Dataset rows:

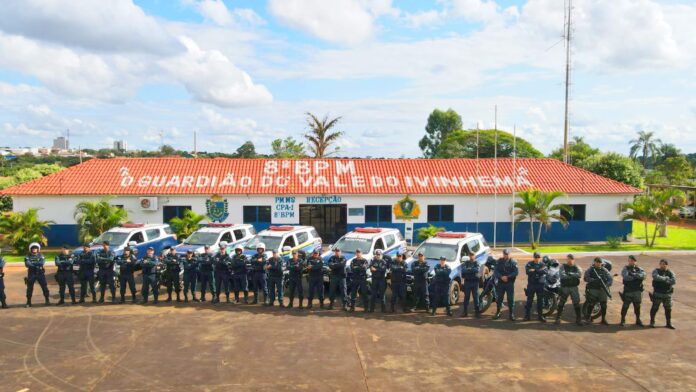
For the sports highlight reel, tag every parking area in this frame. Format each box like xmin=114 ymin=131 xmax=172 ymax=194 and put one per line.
xmin=0 ymin=255 xmax=696 ymax=391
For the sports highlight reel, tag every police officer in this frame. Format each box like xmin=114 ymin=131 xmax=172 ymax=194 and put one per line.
xmin=307 ymin=249 xmax=325 ymax=309
xmin=266 ymin=249 xmax=285 ymax=308
xmin=75 ymin=244 xmax=97 ymax=303
xmin=55 ymin=245 xmax=77 ymax=305
xmin=24 ymin=242 xmax=51 ymax=308
xmin=181 ymin=249 xmax=199 ymax=302
xmin=493 ymin=249 xmax=519 ymax=321
xmin=96 ymin=241 xmax=116 ymax=304
xmin=213 ymin=241 xmax=232 ymax=304
xmin=411 ymin=253 xmax=430 ymax=312
xmin=198 ymin=245 xmax=215 ymax=302
xmin=650 ymin=259 xmax=677 ymax=329
xmin=0 ymin=251 xmax=7 ymax=309
xmin=231 ymin=245 xmax=249 ymax=304
xmin=350 ymin=249 xmax=369 ymax=312
xmin=555 ymin=254 xmax=582 ymax=325
xmin=430 ymin=256 xmax=452 ymax=316
xmin=619 ymin=255 xmax=645 ymax=327
xmin=115 ymin=246 xmax=138 ymax=304
xmin=389 ymin=253 xmax=410 ymax=313
xmin=524 ymin=252 xmax=548 ymax=323
xmin=370 ymin=249 xmax=391 ymax=313
xmin=288 ymin=250 xmax=306 ymax=309
xmin=251 ymin=242 xmax=268 ymax=305
xmin=584 ymin=257 xmax=614 ymax=325
xmin=328 ymin=248 xmax=348 ymax=310
xmin=162 ymin=246 xmax=181 ymax=302
xmin=138 ymin=246 xmax=162 ymax=304
xmin=461 ymin=251 xmax=481 ymax=318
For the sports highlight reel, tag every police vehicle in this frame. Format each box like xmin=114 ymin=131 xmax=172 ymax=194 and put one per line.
xmin=243 ymin=226 xmax=322 ymax=257
xmin=175 ymin=223 xmax=256 ymax=256
xmin=406 ymin=231 xmax=492 ymax=308
xmin=321 ymin=227 xmax=406 ymax=282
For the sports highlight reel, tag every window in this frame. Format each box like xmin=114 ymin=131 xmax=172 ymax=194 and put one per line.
xmin=145 ymin=229 xmax=159 ymax=241
xmin=365 ymin=206 xmax=391 ymax=224
xmin=242 ymin=206 xmax=271 ymax=225
xmin=162 ymin=206 xmax=191 ymax=223
xmin=561 ymin=204 xmax=587 ymax=221
xmin=297 ymin=231 xmax=309 ymax=244
xmin=428 ymin=205 xmax=454 ymax=222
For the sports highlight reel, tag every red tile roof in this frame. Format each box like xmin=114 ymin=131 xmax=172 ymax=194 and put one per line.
xmin=0 ymin=157 xmax=641 ymax=196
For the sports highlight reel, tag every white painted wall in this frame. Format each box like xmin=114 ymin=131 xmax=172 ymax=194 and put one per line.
xmin=14 ymin=194 xmax=633 ymax=224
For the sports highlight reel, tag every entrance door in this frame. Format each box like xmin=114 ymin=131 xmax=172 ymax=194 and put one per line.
xmin=300 ymin=204 xmax=348 ymax=244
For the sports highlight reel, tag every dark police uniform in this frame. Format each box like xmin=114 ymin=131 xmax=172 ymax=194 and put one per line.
xmin=138 ymin=255 xmax=162 ymax=303
xmin=524 ymin=261 xmax=549 ymax=321
xmin=493 ymin=257 xmax=519 ymax=320
xmin=411 ymin=261 xmax=430 ymax=312
xmin=288 ymin=256 xmax=306 ymax=309
xmin=198 ymin=253 xmax=215 ymax=302
xmin=267 ymin=256 xmax=285 ymax=308
xmin=370 ymin=257 xmax=389 ymax=313
xmin=24 ymin=253 xmax=50 ymax=306
xmin=231 ymin=253 xmax=249 ymax=304
xmin=556 ymin=263 xmax=582 ymax=325
xmin=461 ymin=260 xmax=481 ymax=317
xmin=116 ymin=252 xmax=138 ymax=303
xmin=213 ymin=253 xmax=232 ymax=303
xmin=251 ymin=253 xmax=268 ymax=304
xmin=584 ymin=265 xmax=614 ymax=324
xmin=162 ymin=253 xmax=181 ymax=302
xmin=350 ymin=257 xmax=370 ymax=312
xmin=621 ymin=265 xmax=645 ymax=326
xmin=96 ymin=249 xmax=116 ymax=303
xmin=55 ymin=253 xmax=76 ymax=305
xmin=75 ymin=250 xmax=97 ymax=303
xmin=430 ymin=264 xmax=452 ymax=316
xmin=650 ymin=268 xmax=677 ymax=329
xmin=181 ymin=253 xmax=199 ymax=302
xmin=307 ymin=256 xmax=324 ymax=309
xmin=328 ymin=255 xmax=348 ymax=310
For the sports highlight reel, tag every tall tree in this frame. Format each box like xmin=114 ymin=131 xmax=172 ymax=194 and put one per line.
xmin=271 ymin=136 xmax=307 ymax=158
xmin=73 ymin=196 xmax=128 ymax=242
xmin=431 ymin=129 xmax=544 ymax=158
xmin=304 ymin=112 xmax=343 ymax=158
xmin=628 ymin=131 xmax=661 ymax=168
xmin=418 ymin=109 xmax=462 ymax=158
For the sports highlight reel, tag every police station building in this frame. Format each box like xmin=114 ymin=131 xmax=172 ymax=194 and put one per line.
xmin=2 ymin=157 xmax=641 ymax=246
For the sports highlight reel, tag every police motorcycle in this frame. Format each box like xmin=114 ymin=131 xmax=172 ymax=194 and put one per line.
xmin=582 ymin=258 xmax=618 ymax=320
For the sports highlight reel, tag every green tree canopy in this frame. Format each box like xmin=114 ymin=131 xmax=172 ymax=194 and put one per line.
xmin=434 ymin=129 xmax=544 ymax=158
xmin=418 ymin=109 xmax=462 ymax=158
xmin=582 ymin=152 xmax=643 ymax=188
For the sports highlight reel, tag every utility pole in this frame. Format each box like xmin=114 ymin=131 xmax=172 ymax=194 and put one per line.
xmin=563 ymin=0 xmax=573 ymax=163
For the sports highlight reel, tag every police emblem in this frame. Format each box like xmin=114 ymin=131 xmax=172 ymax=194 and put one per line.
xmin=394 ymin=196 xmax=420 ymax=220
xmin=205 ymin=195 xmax=230 ymax=222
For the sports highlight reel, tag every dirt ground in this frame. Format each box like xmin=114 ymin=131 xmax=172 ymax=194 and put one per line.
xmin=0 ymin=255 xmax=696 ymax=391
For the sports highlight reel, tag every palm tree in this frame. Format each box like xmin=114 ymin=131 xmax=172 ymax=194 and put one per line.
xmin=628 ymin=131 xmax=662 ymax=168
xmin=514 ymin=189 xmax=573 ymax=249
xmin=0 ymin=208 xmax=55 ymax=254
xmin=73 ymin=196 xmax=128 ymax=242
xmin=304 ymin=112 xmax=343 ymax=158
xmin=169 ymin=210 xmax=207 ymax=239
xmin=621 ymin=195 xmax=657 ymax=247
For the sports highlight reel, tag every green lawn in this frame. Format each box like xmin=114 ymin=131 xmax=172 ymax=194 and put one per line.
xmin=521 ymin=221 xmax=696 ymax=253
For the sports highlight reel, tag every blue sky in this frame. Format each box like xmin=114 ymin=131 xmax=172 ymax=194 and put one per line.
xmin=0 ymin=0 xmax=696 ymax=157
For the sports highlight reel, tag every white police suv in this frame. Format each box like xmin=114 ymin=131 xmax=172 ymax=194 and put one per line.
xmin=175 ymin=223 xmax=256 ymax=255
xmin=406 ymin=231 xmax=491 ymax=304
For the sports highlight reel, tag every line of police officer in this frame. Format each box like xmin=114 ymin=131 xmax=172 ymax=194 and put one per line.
xmin=0 ymin=241 xmax=676 ymax=329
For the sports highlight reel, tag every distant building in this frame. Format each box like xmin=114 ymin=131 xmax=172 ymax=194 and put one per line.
xmin=53 ymin=136 xmax=70 ymax=150
xmin=114 ymin=140 xmax=128 ymax=151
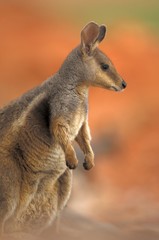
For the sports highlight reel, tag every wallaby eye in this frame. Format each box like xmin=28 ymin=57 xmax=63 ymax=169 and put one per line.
xmin=101 ymin=63 xmax=109 ymax=71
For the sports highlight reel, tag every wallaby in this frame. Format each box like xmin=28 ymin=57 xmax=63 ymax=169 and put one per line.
xmin=0 ymin=22 xmax=126 ymax=235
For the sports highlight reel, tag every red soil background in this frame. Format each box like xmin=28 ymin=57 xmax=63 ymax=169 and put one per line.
xmin=0 ymin=1 xmax=159 ymax=228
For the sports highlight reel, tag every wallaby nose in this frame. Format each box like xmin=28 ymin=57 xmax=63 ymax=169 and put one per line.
xmin=122 ymin=80 xmax=127 ymax=88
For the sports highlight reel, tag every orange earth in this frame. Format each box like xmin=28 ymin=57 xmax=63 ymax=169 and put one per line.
xmin=0 ymin=5 xmax=159 ymax=227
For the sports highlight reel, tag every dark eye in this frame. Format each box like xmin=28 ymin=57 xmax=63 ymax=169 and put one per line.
xmin=101 ymin=63 xmax=109 ymax=71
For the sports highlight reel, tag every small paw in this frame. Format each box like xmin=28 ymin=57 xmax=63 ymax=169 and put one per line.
xmin=83 ymin=161 xmax=95 ymax=170
xmin=66 ymin=161 xmax=78 ymax=170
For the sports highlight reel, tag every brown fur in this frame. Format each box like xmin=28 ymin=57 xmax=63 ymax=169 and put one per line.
xmin=0 ymin=22 xmax=126 ymax=237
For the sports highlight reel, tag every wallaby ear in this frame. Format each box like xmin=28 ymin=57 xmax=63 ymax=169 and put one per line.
xmin=81 ymin=22 xmax=106 ymax=55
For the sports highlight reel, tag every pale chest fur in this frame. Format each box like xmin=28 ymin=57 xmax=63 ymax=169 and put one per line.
xmin=69 ymin=105 xmax=87 ymax=141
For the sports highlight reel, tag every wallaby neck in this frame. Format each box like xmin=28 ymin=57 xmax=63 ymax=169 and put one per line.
xmin=59 ymin=47 xmax=86 ymax=87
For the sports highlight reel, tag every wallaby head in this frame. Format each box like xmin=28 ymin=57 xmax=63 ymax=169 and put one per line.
xmin=80 ymin=22 xmax=126 ymax=91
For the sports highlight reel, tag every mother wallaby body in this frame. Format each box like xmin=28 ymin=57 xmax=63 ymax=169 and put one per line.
xmin=0 ymin=22 xmax=126 ymax=234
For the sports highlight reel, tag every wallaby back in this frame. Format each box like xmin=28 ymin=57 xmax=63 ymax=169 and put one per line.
xmin=0 ymin=22 xmax=126 ymax=238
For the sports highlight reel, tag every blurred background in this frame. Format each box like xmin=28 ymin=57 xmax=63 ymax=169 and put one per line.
xmin=0 ymin=0 xmax=159 ymax=239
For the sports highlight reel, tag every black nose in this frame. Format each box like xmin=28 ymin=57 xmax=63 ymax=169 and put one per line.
xmin=122 ymin=80 xmax=127 ymax=88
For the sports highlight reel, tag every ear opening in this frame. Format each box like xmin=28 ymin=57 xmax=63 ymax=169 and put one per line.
xmin=98 ymin=25 xmax=106 ymax=43
xmin=81 ymin=22 xmax=106 ymax=55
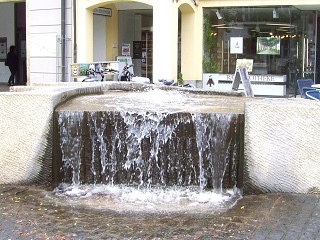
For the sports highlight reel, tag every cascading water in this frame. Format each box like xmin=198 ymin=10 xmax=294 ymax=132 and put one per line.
xmin=56 ymin=87 xmax=242 ymax=210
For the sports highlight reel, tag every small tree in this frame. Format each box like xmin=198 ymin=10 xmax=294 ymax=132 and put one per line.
xmin=178 ymin=73 xmax=183 ymax=85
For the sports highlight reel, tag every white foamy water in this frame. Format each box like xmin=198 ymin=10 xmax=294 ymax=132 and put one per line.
xmin=54 ymin=184 xmax=241 ymax=213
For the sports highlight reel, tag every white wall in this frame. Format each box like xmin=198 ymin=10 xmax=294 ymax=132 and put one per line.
xmin=27 ymin=0 xmax=72 ymax=83
xmin=93 ymin=15 xmax=107 ymax=62
xmin=0 ymin=3 xmax=15 ymax=82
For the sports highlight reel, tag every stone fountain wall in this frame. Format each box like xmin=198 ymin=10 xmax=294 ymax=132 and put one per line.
xmin=0 ymin=84 xmax=103 ymax=184
xmin=243 ymin=98 xmax=320 ymax=194
xmin=0 ymin=83 xmax=320 ymax=194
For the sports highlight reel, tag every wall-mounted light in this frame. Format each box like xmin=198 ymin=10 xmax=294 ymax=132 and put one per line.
xmin=216 ymin=9 xmax=222 ymax=19
xmin=272 ymin=8 xmax=279 ymax=18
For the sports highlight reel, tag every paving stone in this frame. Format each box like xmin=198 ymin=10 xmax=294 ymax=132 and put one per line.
xmin=0 ymin=185 xmax=320 ymax=240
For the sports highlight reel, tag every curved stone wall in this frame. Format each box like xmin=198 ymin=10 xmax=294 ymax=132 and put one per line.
xmin=0 ymin=84 xmax=103 ymax=184
xmin=244 ymin=98 xmax=320 ymax=193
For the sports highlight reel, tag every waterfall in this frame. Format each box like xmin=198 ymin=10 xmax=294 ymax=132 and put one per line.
xmin=57 ymin=111 xmax=240 ymax=192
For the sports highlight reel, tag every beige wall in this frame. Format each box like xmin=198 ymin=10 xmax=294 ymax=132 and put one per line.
xmin=77 ymin=0 xmax=320 ymax=83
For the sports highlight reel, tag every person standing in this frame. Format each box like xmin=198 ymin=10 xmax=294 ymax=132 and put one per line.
xmin=6 ymin=45 xmax=19 ymax=86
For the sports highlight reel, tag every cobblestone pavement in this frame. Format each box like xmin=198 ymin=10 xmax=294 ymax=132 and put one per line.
xmin=0 ymin=186 xmax=320 ymax=240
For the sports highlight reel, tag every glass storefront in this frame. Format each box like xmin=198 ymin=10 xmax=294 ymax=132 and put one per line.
xmin=203 ymin=6 xmax=317 ymax=95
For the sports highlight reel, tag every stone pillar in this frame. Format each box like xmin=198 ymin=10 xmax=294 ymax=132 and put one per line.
xmin=153 ymin=0 xmax=178 ymax=83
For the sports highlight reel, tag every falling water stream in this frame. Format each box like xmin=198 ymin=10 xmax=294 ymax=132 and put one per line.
xmin=55 ymin=89 xmax=244 ymax=212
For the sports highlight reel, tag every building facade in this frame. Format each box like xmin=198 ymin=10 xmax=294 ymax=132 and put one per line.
xmin=0 ymin=0 xmax=320 ymax=96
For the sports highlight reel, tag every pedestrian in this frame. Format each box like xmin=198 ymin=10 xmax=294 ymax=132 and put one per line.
xmin=5 ymin=45 xmax=19 ymax=86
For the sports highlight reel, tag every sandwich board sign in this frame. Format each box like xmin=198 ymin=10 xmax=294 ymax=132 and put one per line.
xmin=232 ymin=67 xmax=254 ymax=97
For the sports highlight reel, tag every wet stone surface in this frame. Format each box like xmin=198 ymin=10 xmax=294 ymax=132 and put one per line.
xmin=0 ymin=186 xmax=320 ymax=240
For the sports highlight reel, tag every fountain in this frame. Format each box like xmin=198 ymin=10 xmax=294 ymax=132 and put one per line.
xmin=53 ymin=89 xmax=244 ymax=211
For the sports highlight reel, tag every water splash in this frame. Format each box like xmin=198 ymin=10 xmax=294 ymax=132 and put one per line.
xmin=57 ymin=91 xmax=240 ymax=207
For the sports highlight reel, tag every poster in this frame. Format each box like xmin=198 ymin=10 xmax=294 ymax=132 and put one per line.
xmin=122 ymin=43 xmax=130 ymax=56
xmin=0 ymin=37 xmax=7 ymax=60
xmin=230 ymin=37 xmax=243 ymax=54
xmin=236 ymin=58 xmax=253 ymax=72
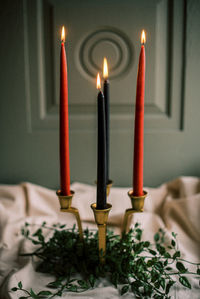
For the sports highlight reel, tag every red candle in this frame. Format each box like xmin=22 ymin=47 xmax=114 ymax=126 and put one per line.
xmin=133 ymin=30 xmax=146 ymax=196
xmin=60 ymin=26 xmax=70 ymax=195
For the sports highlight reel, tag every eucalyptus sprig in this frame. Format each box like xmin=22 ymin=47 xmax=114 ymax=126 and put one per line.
xmin=11 ymin=222 xmax=200 ymax=299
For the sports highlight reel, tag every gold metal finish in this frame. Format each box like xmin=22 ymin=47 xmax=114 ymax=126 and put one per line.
xmin=122 ymin=190 xmax=147 ymax=234
xmin=95 ymin=180 xmax=113 ymax=197
xmin=106 ymin=180 xmax=113 ymax=197
xmin=91 ymin=203 xmax=112 ymax=264
xmin=56 ymin=190 xmax=83 ymax=239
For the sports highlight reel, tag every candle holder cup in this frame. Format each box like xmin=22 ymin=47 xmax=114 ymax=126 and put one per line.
xmin=122 ymin=190 xmax=147 ymax=235
xmin=91 ymin=203 xmax=112 ymax=264
xmin=95 ymin=180 xmax=113 ymax=197
xmin=56 ymin=190 xmax=83 ymax=240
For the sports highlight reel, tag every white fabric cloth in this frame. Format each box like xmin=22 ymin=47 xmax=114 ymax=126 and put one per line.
xmin=0 ymin=177 xmax=200 ymax=299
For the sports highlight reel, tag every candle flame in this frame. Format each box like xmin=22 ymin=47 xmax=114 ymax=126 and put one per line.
xmin=61 ymin=26 xmax=65 ymax=43
xmin=97 ymin=73 xmax=101 ymax=89
xmin=141 ymin=30 xmax=146 ymax=44
xmin=103 ymin=57 xmax=108 ymax=79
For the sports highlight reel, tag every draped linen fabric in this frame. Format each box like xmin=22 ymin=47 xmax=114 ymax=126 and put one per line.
xmin=0 ymin=177 xmax=200 ymax=299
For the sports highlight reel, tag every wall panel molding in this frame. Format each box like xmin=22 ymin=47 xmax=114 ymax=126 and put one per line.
xmin=23 ymin=0 xmax=186 ymax=132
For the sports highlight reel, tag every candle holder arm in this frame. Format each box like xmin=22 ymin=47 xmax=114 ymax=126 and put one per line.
xmin=122 ymin=190 xmax=147 ymax=235
xmin=56 ymin=190 xmax=83 ymax=240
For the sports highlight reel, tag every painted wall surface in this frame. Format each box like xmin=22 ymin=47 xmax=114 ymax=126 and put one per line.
xmin=0 ymin=0 xmax=200 ymax=188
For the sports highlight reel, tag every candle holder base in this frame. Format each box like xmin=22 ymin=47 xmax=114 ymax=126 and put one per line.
xmin=122 ymin=190 xmax=147 ymax=235
xmin=91 ymin=203 xmax=112 ymax=264
xmin=56 ymin=190 xmax=83 ymax=240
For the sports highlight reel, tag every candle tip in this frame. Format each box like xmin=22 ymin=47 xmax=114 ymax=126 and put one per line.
xmin=103 ymin=57 xmax=108 ymax=79
xmin=141 ymin=30 xmax=146 ymax=45
xmin=61 ymin=26 xmax=65 ymax=43
xmin=97 ymin=73 xmax=101 ymax=89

*YOUR GOAL*:
Give the part of the entries that opens with the line containing "For the sports highlight reel, tag every blue" and closes with the line containing "xmin=66 ymin=161 xmax=78 ymax=170" as a JSON list of strings, one per line and skipping blank lines, with the pictures left out.

*ANSWER TO THE PROBLEM*:
[
  "For the sports highlight reel, tag every blue sky in this frame. Format each box like xmin=114 ymin=131 xmax=172 ymax=194 and put one per line.",
  "xmin=0 ymin=0 xmax=696 ymax=157",
  "For the sports highlight reel, tag every white police suv in this frame. Format each box like xmin=114 ymin=131 xmax=172 ymax=194 and put one per line.",
  "xmin=175 ymin=223 xmax=256 ymax=255",
  "xmin=406 ymin=231 xmax=491 ymax=304",
  "For the sports highlight reel, tag every line of police officer in this frame. Format each box like xmin=114 ymin=131 xmax=172 ymax=194 and put one per line.",
  "xmin=0 ymin=241 xmax=676 ymax=329",
  "For the sports highlight reel, tag every distant building in this frame. Format each box like xmin=114 ymin=131 xmax=172 ymax=194 and put one per line.",
  "xmin=53 ymin=136 xmax=70 ymax=150",
  "xmin=114 ymin=140 xmax=128 ymax=151",
  "For the sports highlight reel, tag every wallaby eye in this frame. Format each box like xmin=28 ymin=57 xmax=63 ymax=169 and put one per line.",
  "xmin=101 ymin=63 xmax=109 ymax=71",
  "For the sports highlight reel, tag every wallaby in this frame. Format each box like xmin=28 ymin=57 xmax=63 ymax=169 and put one per line.",
  "xmin=0 ymin=22 xmax=126 ymax=235",
  "For the sports highlight reel, tag every red soil background in this frame. Format each box like xmin=28 ymin=57 xmax=63 ymax=169 and put one per line.",
  "xmin=0 ymin=1 xmax=159 ymax=228",
  "For the sports highlight reel, tag every wallaby nose in this frame. Format each box like xmin=28 ymin=57 xmax=63 ymax=169 and put one per line.",
  "xmin=122 ymin=80 xmax=127 ymax=88",
  "For the sports highlight reel, tag every orange earth in this frame. Format each box like xmin=28 ymin=57 xmax=63 ymax=169 and put one per line.",
  "xmin=0 ymin=5 xmax=159 ymax=227",
  "For the sports highlight reel, tag every dark eye in this frame. Format each box like xmin=28 ymin=57 xmax=63 ymax=169 and put one per line.",
  "xmin=101 ymin=63 xmax=109 ymax=71",
  "For the sports highlight reel, tag every small paw in this frame. Format each box like xmin=28 ymin=57 xmax=63 ymax=169 and put one per line.",
  "xmin=83 ymin=161 xmax=95 ymax=170",
  "xmin=66 ymin=161 xmax=78 ymax=170"
]